• GIVEN REQUEST: Extract the lines beginning at the one that holds "Question. Identify every instance of the utility" and ending at the final line of the material below, keeping them exact and leaving out all pictures.

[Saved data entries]
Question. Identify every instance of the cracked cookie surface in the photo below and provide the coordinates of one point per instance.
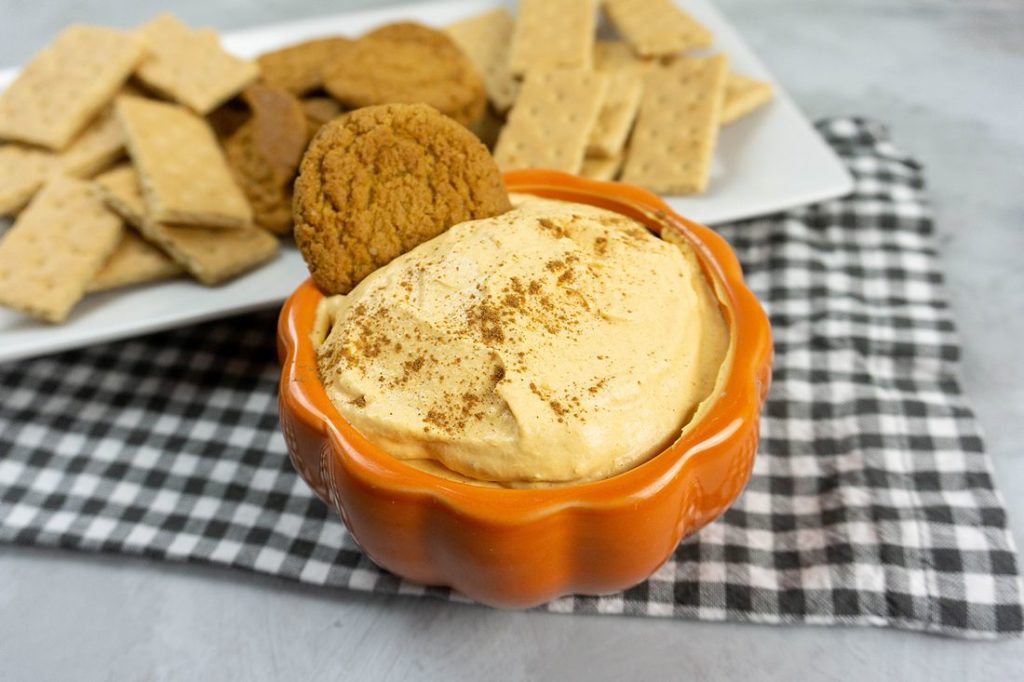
(380, 181)
(408, 62)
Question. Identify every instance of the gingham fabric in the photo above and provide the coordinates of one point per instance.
(871, 500)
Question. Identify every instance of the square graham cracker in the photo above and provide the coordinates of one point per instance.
(601, 169)
(184, 175)
(656, 28)
(742, 95)
(25, 169)
(676, 131)
(299, 68)
(485, 40)
(614, 54)
(189, 66)
(617, 113)
(134, 261)
(553, 34)
(67, 84)
(54, 249)
(209, 255)
(552, 119)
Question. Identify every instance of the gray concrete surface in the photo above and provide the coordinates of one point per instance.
(945, 75)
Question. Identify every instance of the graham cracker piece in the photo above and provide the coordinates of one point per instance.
(615, 54)
(185, 178)
(656, 28)
(553, 34)
(209, 255)
(742, 95)
(67, 84)
(23, 171)
(601, 169)
(615, 118)
(674, 140)
(55, 247)
(119, 189)
(485, 40)
(134, 261)
(101, 143)
(550, 124)
(299, 69)
(189, 66)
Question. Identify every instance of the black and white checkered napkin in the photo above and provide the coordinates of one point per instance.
(871, 500)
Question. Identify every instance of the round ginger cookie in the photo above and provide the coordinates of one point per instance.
(407, 62)
(381, 180)
(264, 154)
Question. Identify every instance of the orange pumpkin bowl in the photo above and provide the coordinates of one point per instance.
(519, 548)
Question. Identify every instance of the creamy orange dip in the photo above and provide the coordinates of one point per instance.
(556, 343)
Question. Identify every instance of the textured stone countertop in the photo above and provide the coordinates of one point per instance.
(944, 75)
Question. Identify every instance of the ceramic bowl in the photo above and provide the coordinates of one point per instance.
(519, 548)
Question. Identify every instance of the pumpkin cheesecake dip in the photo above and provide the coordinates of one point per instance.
(555, 343)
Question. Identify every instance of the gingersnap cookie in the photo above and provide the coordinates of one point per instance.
(264, 153)
(299, 68)
(408, 62)
(381, 180)
(318, 111)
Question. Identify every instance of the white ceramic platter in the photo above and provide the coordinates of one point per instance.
(767, 162)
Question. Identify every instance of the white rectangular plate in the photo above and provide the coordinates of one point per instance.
(769, 161)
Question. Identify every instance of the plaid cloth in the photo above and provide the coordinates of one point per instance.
(871, 501)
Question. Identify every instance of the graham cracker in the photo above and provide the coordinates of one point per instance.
(185, 178)
(742, 95)
(209, 255)
(23, 172)
(677, 128)
(299, 69)
(67, 84)
(55, 247)
(615, 54)
(553, 34)
(656, 28)
(134, 261)
(601, 169)
(551, 121)
(119, 189)
(101, 143)
(617, 113)
(189, 66)
(485, 39)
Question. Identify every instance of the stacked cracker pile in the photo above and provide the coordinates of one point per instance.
(645, 109)
(124, 165)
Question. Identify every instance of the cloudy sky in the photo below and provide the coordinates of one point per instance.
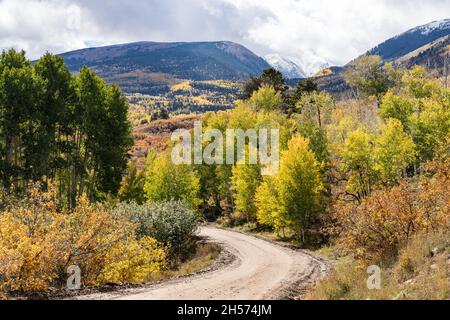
(311, 32)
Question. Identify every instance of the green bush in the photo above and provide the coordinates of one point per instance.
(171, 223)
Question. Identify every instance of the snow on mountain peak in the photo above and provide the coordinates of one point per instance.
(287, 67)
(432, 26)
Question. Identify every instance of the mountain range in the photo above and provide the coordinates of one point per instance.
(154, 67)
(222, 60)
(427, 45)
(286, 66)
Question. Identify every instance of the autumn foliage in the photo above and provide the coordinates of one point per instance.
(38, 243)
(388, 218)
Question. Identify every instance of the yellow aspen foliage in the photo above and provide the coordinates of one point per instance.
(293, 196)
(38, 243)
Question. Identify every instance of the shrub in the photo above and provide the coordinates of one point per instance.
(171, 223)
(388, 218)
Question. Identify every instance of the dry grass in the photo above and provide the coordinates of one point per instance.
(421, 272)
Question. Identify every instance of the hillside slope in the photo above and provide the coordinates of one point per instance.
(193, 61)
(411, 40)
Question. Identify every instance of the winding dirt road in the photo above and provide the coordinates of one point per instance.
(261, 270)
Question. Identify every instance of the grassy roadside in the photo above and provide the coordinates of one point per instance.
(204, 258)
(420, 272)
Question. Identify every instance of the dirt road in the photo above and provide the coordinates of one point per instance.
(260, 270)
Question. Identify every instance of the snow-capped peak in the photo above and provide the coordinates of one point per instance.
(286, 66)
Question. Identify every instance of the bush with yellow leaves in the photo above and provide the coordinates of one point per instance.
(38, 243)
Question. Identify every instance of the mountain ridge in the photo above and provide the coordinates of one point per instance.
(207, 60)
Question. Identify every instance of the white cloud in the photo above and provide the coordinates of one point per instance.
(310, 32)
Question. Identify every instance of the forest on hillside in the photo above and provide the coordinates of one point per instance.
(365, 175)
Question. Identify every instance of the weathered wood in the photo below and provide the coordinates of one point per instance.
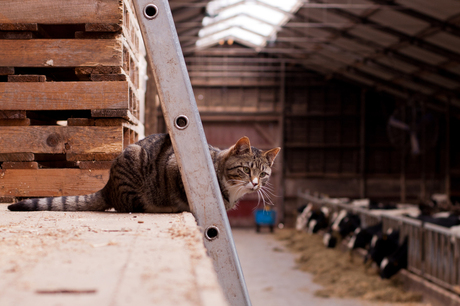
(8, 25)
(6, 70)
(17, 157)
(61, 11)
(115, 113)
(51, 182)
(98, 70)
(17, 35)
(102, 27)
(93, 165)
(91, 156)
(15, 122)
(61, 52)
(95, 35)
(94, 122)
(20, 165)
(108, 77)
(27, 78)
(8, 200)
(61, 139)
(64, 95)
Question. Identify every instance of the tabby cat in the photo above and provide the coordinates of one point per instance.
(145, 177)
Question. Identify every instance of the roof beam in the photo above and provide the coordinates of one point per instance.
(402, 36)
(434, 22)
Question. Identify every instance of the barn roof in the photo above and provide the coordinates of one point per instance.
(405, 47)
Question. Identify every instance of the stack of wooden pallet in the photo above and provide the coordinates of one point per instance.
(72, 76)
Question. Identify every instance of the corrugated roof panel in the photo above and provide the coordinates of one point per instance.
(357, 11)
(423, 55)
(342, 57)
(353, 46)
(358, 78)
(326, 62)
(439, 80)
(445, 40)
(399, 21)
(324, 16)
(454, 67)
(441, 9)
(397, 64)
(415, 86)
(374, 35)
(377, 72)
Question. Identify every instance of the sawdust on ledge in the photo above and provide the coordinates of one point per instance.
(340, 274)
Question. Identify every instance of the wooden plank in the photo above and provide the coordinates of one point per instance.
(21, 156)
(8, 25)
(6, 70)
(16, 35)
(60, 11)
(8, 200)
(61, 52)
(20, 165)
(98, 70)
(51, 182)
(108, 77)
(64, 95)
(91, 156)
(94, 165)
(95, 122)
(27, 78)
(15, 122)
(61, 139)
(102, 27)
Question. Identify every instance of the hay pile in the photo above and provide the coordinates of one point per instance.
(340, 274)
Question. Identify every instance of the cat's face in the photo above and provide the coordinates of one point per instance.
(248, 169)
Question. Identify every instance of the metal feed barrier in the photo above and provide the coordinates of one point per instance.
(433, 251)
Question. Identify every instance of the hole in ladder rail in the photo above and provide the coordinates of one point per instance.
(211, 233)
(150, 11)
(181, 122)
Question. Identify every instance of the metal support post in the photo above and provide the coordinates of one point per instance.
(189, 142)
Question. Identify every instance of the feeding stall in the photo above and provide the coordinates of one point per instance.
(72, 77)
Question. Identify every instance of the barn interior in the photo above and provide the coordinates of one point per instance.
(362, 96)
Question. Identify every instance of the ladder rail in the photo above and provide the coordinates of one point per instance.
(189, 142)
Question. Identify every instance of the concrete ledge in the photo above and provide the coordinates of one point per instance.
(431, 292)
(94, 258)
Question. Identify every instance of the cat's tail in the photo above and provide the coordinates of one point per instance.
(90, 202)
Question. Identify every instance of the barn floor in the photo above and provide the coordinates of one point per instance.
(88, 258)
(273, 279)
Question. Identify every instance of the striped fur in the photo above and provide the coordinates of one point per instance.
(145, 177)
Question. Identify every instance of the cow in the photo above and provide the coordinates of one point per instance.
(391, 264)
(362, 236)
(302, 218)
(382, 245)
(319, 219)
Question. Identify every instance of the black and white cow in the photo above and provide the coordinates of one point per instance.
(319, 219)
(362, 236)
(391, 264)
(382, 245)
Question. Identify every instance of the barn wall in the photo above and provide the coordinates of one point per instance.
(336, 138)
(338, 142)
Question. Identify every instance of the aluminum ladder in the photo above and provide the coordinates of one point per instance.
(189, 142)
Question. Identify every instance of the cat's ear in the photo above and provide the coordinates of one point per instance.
(242, 146)
(271, 155)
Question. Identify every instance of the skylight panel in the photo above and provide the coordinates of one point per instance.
(249, 22)
(241, 21)
(238, 34)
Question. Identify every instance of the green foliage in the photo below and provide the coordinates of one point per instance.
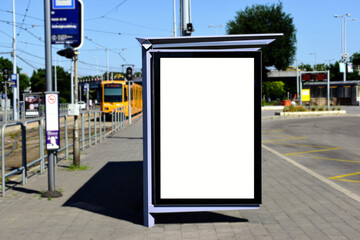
(273, 90)
(268, 19)
(38, 82)
(294, 109)
(24, 79)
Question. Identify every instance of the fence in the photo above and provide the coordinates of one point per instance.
(96, 132)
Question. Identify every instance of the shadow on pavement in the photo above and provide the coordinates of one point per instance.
(195, 217)
(116, 191)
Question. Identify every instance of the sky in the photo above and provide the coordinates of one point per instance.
(115, 24)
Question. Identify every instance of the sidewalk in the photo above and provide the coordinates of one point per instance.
(105, 202)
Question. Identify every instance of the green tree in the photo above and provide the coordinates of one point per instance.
(23, 78)
(268, 19)
(274, 89)
(38, 82)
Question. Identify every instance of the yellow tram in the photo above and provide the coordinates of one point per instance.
(115, 94)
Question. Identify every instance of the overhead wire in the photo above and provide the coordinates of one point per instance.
(26, 11)
(112, 9)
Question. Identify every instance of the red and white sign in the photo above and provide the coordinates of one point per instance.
(51, 99)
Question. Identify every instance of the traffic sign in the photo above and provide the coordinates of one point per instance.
(5, 74)
(13, 80)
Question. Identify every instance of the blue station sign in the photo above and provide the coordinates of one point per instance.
(65, 22)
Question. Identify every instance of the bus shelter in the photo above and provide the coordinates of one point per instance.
(341, 93)
(202, 123)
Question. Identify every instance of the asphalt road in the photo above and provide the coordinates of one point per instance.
(329, 146)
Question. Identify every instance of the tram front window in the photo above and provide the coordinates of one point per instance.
(113, 93)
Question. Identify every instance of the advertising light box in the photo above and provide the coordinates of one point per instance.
(206, 128)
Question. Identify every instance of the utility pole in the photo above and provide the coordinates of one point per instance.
(174, 21)
(72, 81)
(76, 152)
(15, 89)
(49, 88)
(186, 27)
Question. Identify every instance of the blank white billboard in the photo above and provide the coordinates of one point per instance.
(207, 128)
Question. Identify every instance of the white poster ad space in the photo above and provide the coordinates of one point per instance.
(207, 128)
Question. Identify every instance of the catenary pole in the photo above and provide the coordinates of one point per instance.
(15, 98)
(49, 87)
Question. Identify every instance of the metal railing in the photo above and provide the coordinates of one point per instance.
(96, 128)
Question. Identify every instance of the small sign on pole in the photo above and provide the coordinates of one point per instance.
(13, 80)
(52, 120)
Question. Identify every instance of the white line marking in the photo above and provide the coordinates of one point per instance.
(316, 175)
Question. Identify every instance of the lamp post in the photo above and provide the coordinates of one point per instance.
(343, 54)
(315, 59)
(217, 26)
(346, 19)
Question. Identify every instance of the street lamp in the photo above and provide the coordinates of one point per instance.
(346, 19)
(217, 26)
(315, 59)
(344, 55)
(342, 33)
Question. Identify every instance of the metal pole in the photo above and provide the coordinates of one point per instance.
(129, 102)
(6, 100)
(76, 137)
(15, 98)
(328, 89)
(72, 82)
(300, 90)
(56, 75)
(174, 21)
(107, 64)
(297, 80)
(49, 87)
(344, 49)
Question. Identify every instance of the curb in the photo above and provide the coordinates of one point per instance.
(272, 108)
(311, 113)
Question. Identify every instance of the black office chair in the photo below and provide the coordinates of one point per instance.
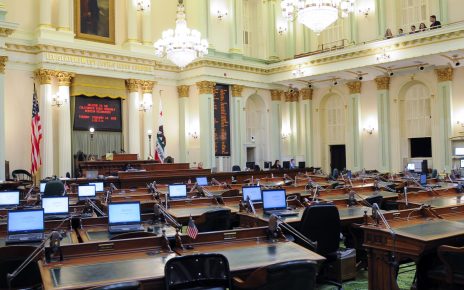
(293, 275)
(10, 259)
(133, 285)
(451, 269)
(132, 235)
(54, 188)
(214, 220)
(321, 223)
(199, 272)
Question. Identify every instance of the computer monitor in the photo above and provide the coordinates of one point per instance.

• TASK ANSWER:
Question. Identify every instance of the utility pole in the photo above and provide the coordinates of one point per instance.
(174, 21)
(72, 81)
(76, 152)
(15, 89)
(49, 88)
(186, 27)
Question. Identify every instance of the blank white billboard in the photo above and provide the coordinates of one point per instance.
(207, 128)
Question. Identify every instance of the white poster ad space in the photo above and provide the coordinates of one point per instance.
(207, 128)
Question. Identify every instance of the catenary pole in the photo above and provide the coordinates of one point per instance.
(15, 98)
(49, 87)
Question. Identify every instance of the metal railing in the photo above and provide the coordinates of one point per instance.
(96, 128)
Question. Identify every instance of the small sign on pole in the photo above and provide the coordinates of one point per instance.
(13, 80)
(52, 120)
Question. Identify every instance of the white line marking in the photo above and provide the coordinates of one point per instance.
(316, 175)
Question. Identify every instance of the lamp post in the photo above and provide the coordinates of one point per instance.
(343, 54)
(315, 59)
(217, 26)
(346, 19)
Question. Identify every instance of the street lamp in the photo above and provide the coordinates of one point per instance.
(346, 19)
(217, 26)
(315, 59)
(344, 55)
(342, 33)
Question. Identify every instance of the metal pole in the photo above and provide the coordinates of one point per instance.
(129, 102)
(6, 100)
(76, 137)
(15, 98)
(328, 89)
(72, 82)
(300, 90)
(56, 75)
(174, 21)
(107, 64)
(297, 80)
(49, 87)
(344, 49)
Question. Identify every instance of the curb in the photo above and provide the coordinates of one point per instance.
(272, 108)
(311, 113)
Question. Identify every instance of the black office chair in the photo below and provide the coordinates of one point per instance.
(293, 275)
(10, 259)
(133, 285)
(451, 269)
(132, 235)
(54, 188)
(214, 220)
(321, 223)
(199, 272)
Question. Identify every instance of the computer monitor in the photo above and provide the coordinates of one point per instance.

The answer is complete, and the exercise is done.